▸ **Photo-based referring expression data**
--- START ---

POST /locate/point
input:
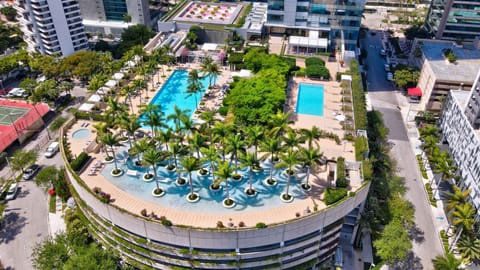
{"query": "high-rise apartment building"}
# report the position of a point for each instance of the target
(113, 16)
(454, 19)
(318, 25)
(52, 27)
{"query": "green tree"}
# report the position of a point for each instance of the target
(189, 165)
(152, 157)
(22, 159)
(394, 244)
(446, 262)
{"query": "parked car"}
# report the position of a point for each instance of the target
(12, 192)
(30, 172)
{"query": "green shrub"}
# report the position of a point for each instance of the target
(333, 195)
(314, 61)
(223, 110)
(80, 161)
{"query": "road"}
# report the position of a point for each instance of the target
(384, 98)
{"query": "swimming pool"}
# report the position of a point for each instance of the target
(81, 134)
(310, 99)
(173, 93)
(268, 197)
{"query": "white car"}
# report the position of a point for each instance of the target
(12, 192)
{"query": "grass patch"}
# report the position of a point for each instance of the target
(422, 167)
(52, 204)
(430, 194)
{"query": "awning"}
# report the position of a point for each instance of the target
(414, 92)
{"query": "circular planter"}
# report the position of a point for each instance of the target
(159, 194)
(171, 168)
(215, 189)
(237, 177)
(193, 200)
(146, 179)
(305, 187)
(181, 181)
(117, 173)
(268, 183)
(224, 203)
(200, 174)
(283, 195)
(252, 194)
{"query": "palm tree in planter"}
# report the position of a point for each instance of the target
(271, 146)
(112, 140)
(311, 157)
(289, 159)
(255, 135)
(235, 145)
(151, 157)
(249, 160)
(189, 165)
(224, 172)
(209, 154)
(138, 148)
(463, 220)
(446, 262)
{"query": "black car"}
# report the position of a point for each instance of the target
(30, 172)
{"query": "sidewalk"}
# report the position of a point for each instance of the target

--- END ---

▸ **TASK DESCRIPTION**
Would you write out an exact copy of the entries above, with no images?

▸ **SOLUTION TO THE EXERCISE**
POST /locate/point
input:
{"query": "high-rise apartment building"}
# report the position of a point for each instance of the target
(113, 16)
(454, 19)
(318, 25)
(52, 27)
{"query": "green tree"}
# report the position of a point for each instance of the target
(189, 165)
(152, 157)
(22, 159)
(394, 244)
(446, 262)
{"query": "parked car"}
# report the position of a point for each instance of the target
(12, 192)
(30, 172)
{"query": "green shrub"}
# report the position of a point for each instance of the target
(333, 195)
(314, 61)
(223, 110)
(80, 161)
{"query": "road"}
# report the position of a point for each instance of the target
(384, 98)
{"query": "swimming pool"}
# report the position of a point for each instance of the target
(81, 134)
(310, 99)
(173, 93)
(268, 197)
{"query": "white car"}
# report the position of a point for each instance of the target
(12, 192)
{"query": "grass patch"}
# report the position of a point for each instance of the target
(422, 167)
(52, 204)
(430, 194)
{"query": "awning"}
# report the position of a point for each instance of the target
(414, 92)
{"query": "circular planter"}
# report the position of a point for each instance of the target
(159, 194)
(171, 168)
(215, 189)
(237, 177)
(193, 200)
(146, 179)
(305, 187)
(181, 181)
(117, 173)
(268, 183)
(224, 203)
(200, 174)
(283, 195)
(252, 194)
{"query": "palm tree in planter"}
# report the position of a point for each instance of the target
(271, 146)
(112, 140)
(311, 157)
(289, 159)
(255, 135)
(235, 145)
(151, 157)
(249, 160)
(189, 165)
(224, 172)
(209, 154)
(138, 148)
(463, 220)
(446, 262)
{"query": "black car"}
# report the position of a point for each instance of the target
(30, 172)
{"query": "sidewalk"}
# report the position of a point for each instance of the target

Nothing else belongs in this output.